Given exercise
Copy, word for word, the stretch of the records below from the line containing "Target: framed artwork" through the line containing "Target: dark interior door", and nothing else.

Record excerpts
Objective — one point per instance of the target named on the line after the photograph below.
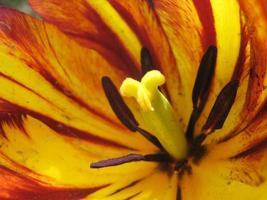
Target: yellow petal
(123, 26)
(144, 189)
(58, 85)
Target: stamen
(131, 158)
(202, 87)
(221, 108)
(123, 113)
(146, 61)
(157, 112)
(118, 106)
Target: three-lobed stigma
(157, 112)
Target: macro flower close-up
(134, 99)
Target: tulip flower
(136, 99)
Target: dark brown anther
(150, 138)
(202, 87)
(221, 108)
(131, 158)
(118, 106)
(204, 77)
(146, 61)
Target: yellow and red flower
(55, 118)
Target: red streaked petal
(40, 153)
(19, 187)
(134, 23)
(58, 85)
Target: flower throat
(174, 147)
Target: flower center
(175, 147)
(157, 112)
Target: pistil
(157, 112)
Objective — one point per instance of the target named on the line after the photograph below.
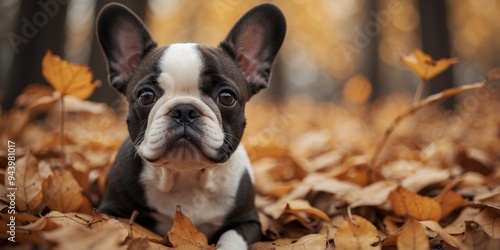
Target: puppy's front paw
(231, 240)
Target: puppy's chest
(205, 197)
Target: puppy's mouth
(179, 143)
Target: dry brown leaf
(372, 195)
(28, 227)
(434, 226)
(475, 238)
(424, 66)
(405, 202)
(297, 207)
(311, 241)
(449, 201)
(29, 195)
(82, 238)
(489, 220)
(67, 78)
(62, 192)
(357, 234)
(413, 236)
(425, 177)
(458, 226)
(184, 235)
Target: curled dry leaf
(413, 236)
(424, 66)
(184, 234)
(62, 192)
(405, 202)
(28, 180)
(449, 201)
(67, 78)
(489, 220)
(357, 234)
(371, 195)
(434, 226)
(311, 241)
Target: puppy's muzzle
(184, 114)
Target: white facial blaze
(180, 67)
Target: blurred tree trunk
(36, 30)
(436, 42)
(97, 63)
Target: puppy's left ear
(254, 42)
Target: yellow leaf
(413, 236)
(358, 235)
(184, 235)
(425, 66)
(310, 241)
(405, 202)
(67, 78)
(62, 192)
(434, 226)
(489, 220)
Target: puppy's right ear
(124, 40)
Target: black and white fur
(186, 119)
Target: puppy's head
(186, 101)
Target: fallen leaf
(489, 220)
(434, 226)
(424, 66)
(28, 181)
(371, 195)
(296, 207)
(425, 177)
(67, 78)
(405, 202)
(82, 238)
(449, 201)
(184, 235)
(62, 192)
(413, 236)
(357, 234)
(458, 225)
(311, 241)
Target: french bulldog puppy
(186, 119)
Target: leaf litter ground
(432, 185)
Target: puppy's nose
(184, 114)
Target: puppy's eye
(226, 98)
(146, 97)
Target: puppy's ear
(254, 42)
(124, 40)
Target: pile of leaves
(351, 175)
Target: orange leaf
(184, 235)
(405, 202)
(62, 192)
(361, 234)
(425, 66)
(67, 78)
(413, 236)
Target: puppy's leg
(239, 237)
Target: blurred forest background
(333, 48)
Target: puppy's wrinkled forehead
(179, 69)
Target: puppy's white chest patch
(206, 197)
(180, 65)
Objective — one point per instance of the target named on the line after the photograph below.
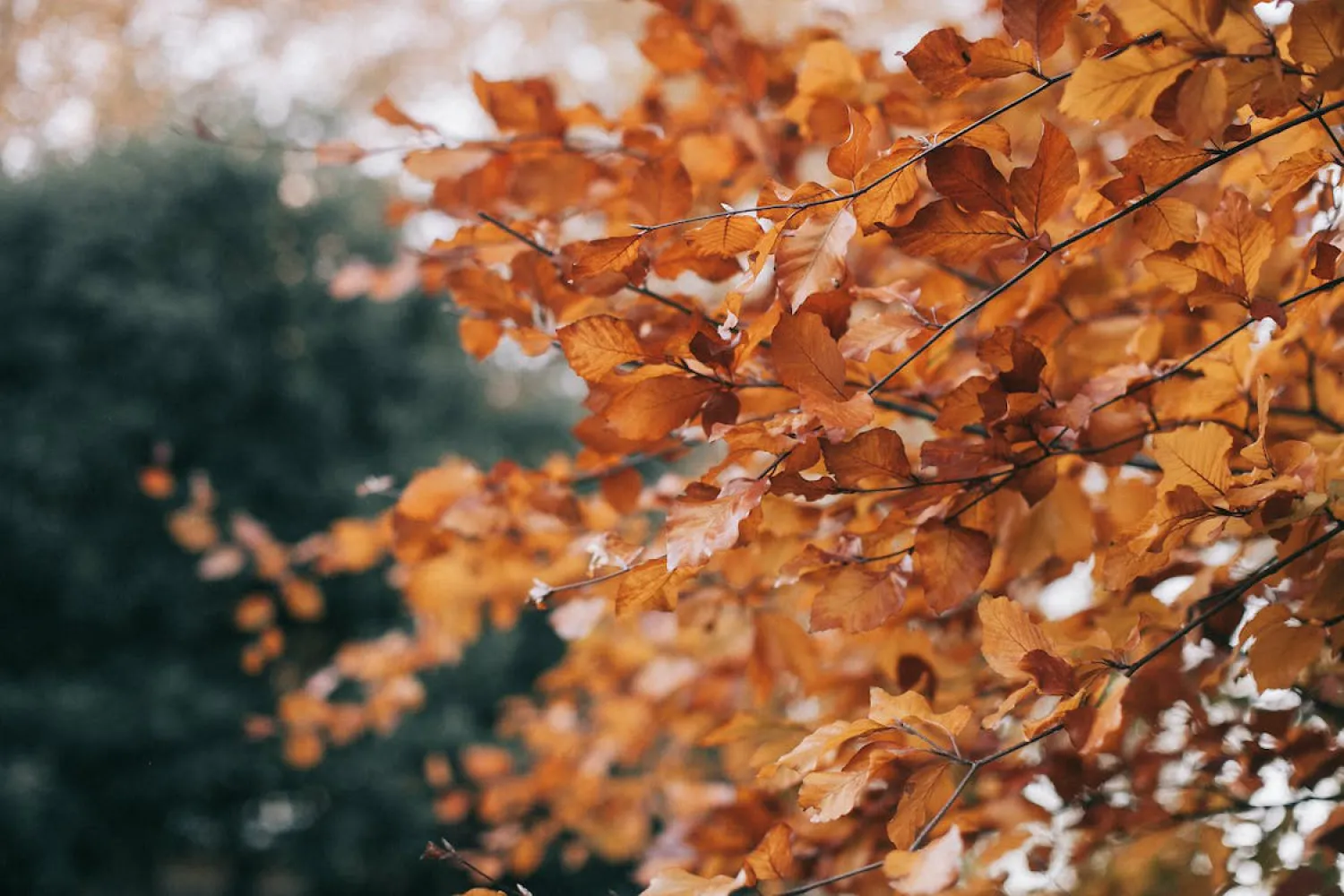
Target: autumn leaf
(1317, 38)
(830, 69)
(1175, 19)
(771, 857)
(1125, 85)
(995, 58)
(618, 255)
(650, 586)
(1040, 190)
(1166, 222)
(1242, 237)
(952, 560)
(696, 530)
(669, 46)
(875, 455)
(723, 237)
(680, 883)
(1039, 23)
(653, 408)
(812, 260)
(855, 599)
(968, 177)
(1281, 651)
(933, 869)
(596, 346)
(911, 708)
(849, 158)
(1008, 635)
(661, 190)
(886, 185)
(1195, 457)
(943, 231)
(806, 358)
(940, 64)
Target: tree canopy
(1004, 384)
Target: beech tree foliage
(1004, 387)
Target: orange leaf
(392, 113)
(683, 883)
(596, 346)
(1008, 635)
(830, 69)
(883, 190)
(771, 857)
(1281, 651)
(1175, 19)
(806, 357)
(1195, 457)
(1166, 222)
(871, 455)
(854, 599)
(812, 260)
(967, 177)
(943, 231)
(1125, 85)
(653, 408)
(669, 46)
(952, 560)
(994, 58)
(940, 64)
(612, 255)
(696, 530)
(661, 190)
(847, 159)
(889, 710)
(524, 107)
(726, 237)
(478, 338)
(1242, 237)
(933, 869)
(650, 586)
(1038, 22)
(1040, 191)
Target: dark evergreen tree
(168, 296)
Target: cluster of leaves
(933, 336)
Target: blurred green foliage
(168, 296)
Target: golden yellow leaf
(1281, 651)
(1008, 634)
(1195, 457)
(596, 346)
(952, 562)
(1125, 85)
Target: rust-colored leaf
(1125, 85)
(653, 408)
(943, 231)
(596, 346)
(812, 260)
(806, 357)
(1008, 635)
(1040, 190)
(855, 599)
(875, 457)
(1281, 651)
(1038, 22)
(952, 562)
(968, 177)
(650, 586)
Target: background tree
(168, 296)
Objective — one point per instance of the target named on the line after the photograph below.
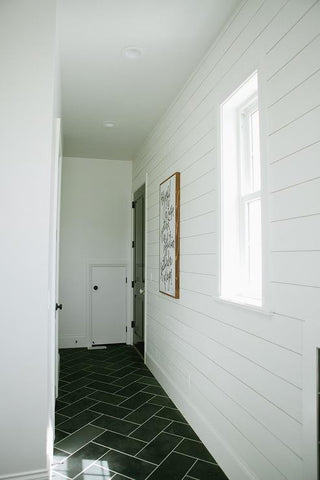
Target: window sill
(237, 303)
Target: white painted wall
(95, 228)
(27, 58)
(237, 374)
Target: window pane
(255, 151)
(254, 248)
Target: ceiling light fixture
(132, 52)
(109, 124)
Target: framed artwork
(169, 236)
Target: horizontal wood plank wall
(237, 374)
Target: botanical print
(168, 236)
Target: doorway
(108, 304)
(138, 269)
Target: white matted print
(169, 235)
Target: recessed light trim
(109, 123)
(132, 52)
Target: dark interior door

...

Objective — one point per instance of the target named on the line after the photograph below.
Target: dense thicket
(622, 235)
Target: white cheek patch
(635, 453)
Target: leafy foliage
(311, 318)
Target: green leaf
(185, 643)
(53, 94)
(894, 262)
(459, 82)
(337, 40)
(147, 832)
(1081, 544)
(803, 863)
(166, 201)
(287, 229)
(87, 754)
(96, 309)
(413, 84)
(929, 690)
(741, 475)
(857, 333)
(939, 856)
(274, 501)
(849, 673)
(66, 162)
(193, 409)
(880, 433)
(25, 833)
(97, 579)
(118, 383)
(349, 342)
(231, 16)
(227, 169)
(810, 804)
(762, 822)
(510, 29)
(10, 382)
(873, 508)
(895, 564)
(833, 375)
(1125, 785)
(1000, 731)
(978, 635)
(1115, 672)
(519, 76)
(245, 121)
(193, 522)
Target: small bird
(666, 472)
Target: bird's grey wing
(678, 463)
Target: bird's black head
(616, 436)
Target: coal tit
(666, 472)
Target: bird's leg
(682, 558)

Expected answer
Target: framed artwork
(169, 236)
Target: horizontal wood plank wall
(237, 374)
Target: botanical print
(168, 236)
Target: doorway
(108, 304)
(138, 269)
Target: white matted print
(169, 235)
Target: recessed light trim
(109, 123)
(132, 52)
Target: dark interior door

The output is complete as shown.